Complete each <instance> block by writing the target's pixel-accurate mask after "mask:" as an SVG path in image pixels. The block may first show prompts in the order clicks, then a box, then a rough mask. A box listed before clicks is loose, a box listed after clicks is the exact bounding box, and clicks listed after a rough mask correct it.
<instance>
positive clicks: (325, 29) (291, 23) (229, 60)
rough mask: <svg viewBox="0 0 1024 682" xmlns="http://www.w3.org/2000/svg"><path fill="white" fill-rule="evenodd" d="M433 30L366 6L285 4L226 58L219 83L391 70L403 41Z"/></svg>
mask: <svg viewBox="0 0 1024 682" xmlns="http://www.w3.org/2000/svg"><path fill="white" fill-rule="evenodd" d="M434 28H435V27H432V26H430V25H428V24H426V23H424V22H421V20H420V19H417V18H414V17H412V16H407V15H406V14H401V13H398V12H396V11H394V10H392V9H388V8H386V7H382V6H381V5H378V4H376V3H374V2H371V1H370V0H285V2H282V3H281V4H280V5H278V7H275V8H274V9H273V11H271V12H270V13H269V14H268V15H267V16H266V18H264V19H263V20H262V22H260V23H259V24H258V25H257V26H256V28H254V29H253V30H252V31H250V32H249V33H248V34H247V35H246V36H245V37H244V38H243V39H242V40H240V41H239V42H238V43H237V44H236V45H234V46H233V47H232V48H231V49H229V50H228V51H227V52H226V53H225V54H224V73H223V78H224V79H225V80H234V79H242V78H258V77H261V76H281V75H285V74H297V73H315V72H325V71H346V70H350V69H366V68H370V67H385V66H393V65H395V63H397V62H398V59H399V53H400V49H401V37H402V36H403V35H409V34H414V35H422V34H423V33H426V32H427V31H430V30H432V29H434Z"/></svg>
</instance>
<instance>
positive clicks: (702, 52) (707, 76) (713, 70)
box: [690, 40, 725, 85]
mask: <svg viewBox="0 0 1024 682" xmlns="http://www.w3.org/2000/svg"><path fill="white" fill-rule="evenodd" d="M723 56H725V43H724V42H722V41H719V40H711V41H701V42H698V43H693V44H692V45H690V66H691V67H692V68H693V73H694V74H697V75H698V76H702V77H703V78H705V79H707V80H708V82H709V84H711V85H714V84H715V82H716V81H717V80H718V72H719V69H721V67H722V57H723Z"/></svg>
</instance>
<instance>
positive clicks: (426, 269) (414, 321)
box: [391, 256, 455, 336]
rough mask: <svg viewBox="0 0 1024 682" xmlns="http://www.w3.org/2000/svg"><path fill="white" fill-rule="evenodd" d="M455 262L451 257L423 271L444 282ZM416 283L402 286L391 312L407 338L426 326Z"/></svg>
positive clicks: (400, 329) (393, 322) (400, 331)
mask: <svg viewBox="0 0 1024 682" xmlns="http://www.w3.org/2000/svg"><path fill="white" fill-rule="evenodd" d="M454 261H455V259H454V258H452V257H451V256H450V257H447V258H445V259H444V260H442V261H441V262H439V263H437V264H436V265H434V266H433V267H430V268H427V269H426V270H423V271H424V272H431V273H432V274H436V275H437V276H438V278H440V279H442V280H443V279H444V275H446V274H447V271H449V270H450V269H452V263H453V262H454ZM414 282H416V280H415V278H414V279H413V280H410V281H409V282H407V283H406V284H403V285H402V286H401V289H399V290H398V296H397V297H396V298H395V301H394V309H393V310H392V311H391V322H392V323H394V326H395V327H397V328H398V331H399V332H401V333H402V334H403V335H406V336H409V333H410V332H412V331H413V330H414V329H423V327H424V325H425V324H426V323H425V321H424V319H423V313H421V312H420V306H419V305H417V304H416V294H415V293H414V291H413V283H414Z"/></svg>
____________________
* [Required work]
Retype all of the rows above, keeping every line identical to the original.

* [Response to the exercise]
Complete each <instance> block by writing the target's pixel-accurate mask after "mask:" as an SVG path in image pixels. The block may first show prompts in the order clicks, then a box, then a rough mask. A box listed before clicks is loose, a box listed after clicks is the exact bounding box, and clicks listed after a rough mask correct it.
<instance>
positive clicks: (325, 29) (291, 23) (229, 60)
rough mask: <svg viewBox="0 0 1024 682" xmlns="http://www.w3.org/2000/svg"><path fill="white" fill-rule="evenodd" d="M433 30L366 6L285 4L226 58L219 83L391 70L403 41Z"/></svg>
mask: <svg viewBox="0 0 1024 682" xmlns="http://www.w3.org/2000/svg"><path fill="white" fill-rule="evenodd" d="M434 28H435V27H432V26H430V25H428V24H426V23H424V22H421V20H420V19H417V18H414V17H412V16H407V15H406V14H401V13H398V12H396V11H394V10H392V9H388V8H386V7H382V6H381V5H378V4H376V3H374V2H371V1H370V0H285V2H282V3H281V4H280V5H278V7H275V8H274V9H273V11H271V12H270V13H269V14H268V15H267V16H266V18H264V19H263V20H262V22H260V23H259V24H258V25H257V26H256V28H254V29H253V30H252V31H250V32H249V33H248V34H247V35H246V36H245V37H244V38H243V39H242V40H240V41H239V42H238V43H237V44H236V45H234V46H233V47H232V48H231V49H229V50H228V51H227V52H226V53H225V54H224V73H223V78H224V79H225V80H234V79H242V78H258V77H261V76H281V75H285V74H297V73H315V72H325V71H346V70H350V69H366V68H370V67H385V66H393V65H395V63H397V62H398V59H399V53H400V49H401V37H402V36H403V35H409V34H414V35H422V34H423V33H426V32H427V31H430V30H432V29H434Z"/></svg>
</instance>
<instance>
positive clicks: (702, 52) (707, 76) (713, 70)
box: [690, 40, 725, 85]
mask: <svg viewBox="0 0 1024 682" xmlns="http://www.w3.org/2000/svg"><path fill="white" fill-rule="evenodd" d="M723 56H725V43H724V42H722V41H719V40H711V41H701V42H698V43H693V44H692V45H690V66H691V67H692V68H693V73H694V74H697V75H698V76H702V77H703V78H705V79H707V80H708V82H709V84H711V85H714V84H715V82H716V81H717V80H718V72H719V69H721V67H722V57H723Z"/></svg>
</instance>
<instance>
positive clicks: (426, 269) (414, 321)
box: [391, 256, 455, 336]
rough mask: <svg viewBox="0 0 1024 682" xmlns="http://www.w3.org/2000/svg"><path fill="white" fill-rule="evenodd" d="M455 262L451 257L423 271L444 282ZM416 283L402 286L391 312L407 338L426 326Z"/></svg>
positive clicks: (400, 329) (393, 322) (400, 331)
mask: <svg viewBox="0 0 1024 682" xmlns="http://www.w3.org/2000/svg"><path fill="white" fill-rule="evenodd" d="M454 261H455V259H454V258H452V257H451V256H450V257H447V258H445V259H444V260H442V261H441V262H439V263H437V264H436V265H434V266H433V267H430V268H427V269H426V270H423V271H424V272H431V273H432V274H436V275H437V276H438V278H440V279H442V280H443V279H444V275H446V274H447V271H449V270H450V269H452V263H453V262H454ZM414 282H416V280H415V278H414V279H413V280H410V281H409V282H407V283H406V284H403V285H402V286H401V289H399V290H398V296H397V297H396V298H395V301H394V309H393V310H392V311H391V322H392V323H394V326H395V327H397V328H398V331H399V332H401V333H402V334H403V335H406V336H409V333H410V332H412V331H413V330H414V329H423V327H424V325H425V324H426V323H425V321H424V319H423V313H421V312H420V306H419V305H417V304H416V294H415V293H414V291H413V283H414Z"/></svg>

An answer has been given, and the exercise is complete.